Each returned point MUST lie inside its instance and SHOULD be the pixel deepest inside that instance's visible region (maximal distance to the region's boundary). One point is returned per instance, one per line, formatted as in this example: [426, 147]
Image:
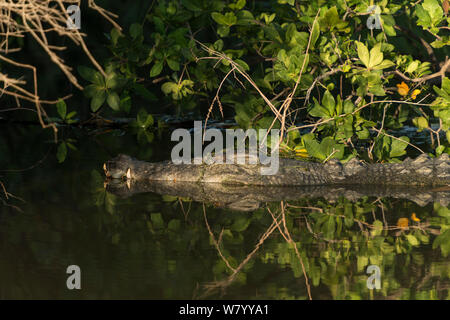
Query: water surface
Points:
[153, 246]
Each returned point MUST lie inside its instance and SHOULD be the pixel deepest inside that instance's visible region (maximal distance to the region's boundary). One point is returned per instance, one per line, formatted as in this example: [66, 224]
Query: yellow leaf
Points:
[403, 222]
[403, 89]
[415, 93]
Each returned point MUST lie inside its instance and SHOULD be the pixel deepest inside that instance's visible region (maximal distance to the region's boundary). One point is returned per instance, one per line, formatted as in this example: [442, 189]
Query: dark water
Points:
[152, 246]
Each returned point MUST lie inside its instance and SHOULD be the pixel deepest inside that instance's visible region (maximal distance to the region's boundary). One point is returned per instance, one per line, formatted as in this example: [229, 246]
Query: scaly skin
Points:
[423, 171]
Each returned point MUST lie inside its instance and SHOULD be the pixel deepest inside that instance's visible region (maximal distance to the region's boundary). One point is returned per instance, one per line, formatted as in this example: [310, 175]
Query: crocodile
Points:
[242, 188]
[422, 171]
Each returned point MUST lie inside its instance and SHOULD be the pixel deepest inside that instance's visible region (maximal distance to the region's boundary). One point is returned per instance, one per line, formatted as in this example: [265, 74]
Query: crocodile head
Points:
[118, 168]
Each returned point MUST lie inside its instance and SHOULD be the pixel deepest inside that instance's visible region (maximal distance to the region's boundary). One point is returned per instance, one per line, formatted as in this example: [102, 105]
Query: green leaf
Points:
[315, 32]
[421, 123]
[173, 64]
[87, 73]
[61, 108]
[412, 240]
[135, 30]
[98, 100]
[329, 102]
[424, 18]
[228, 19]
[378, 228]
[363, 53]
[434, 10]
[143, 92]
[113, 101]
[156, 69]
[61, 152]
[169, 87]
[376, 56]
[384, 65]
[314, 149]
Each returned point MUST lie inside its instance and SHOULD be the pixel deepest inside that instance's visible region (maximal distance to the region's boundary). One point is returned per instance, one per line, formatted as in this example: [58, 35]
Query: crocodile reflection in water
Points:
[240, 187]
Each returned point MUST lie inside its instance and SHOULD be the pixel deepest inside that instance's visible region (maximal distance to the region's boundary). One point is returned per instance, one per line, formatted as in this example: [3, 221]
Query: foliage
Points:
[356, 83]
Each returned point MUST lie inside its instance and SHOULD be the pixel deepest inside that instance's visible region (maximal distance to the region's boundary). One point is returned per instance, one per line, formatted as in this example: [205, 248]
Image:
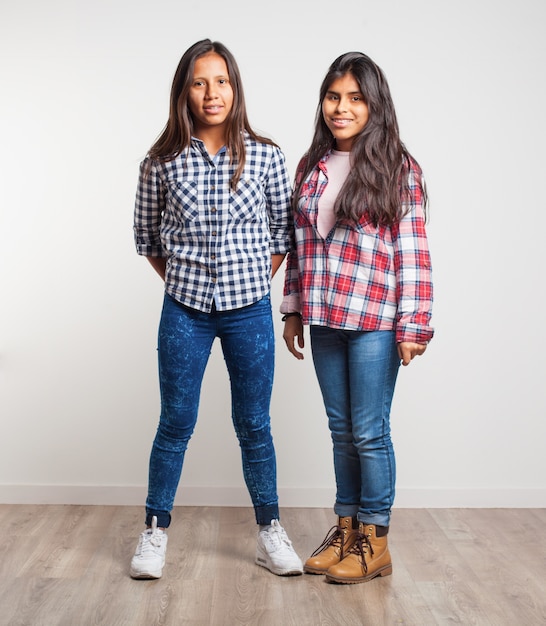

| Assigned task |
Copy out only the lines above from the one with "example: [102, 105]" to the one with "Query: green leaf", inclusive, exactly as they stand.

| Result of the exercise |
Each returned point MUST lie inside its instance and SHOULD be the pixel deepest inside that instance's visible region (maximal distance to the region's boundary). One point is returned per instance, one per line, formatted as in this example: [102, 105]
Query: green leaf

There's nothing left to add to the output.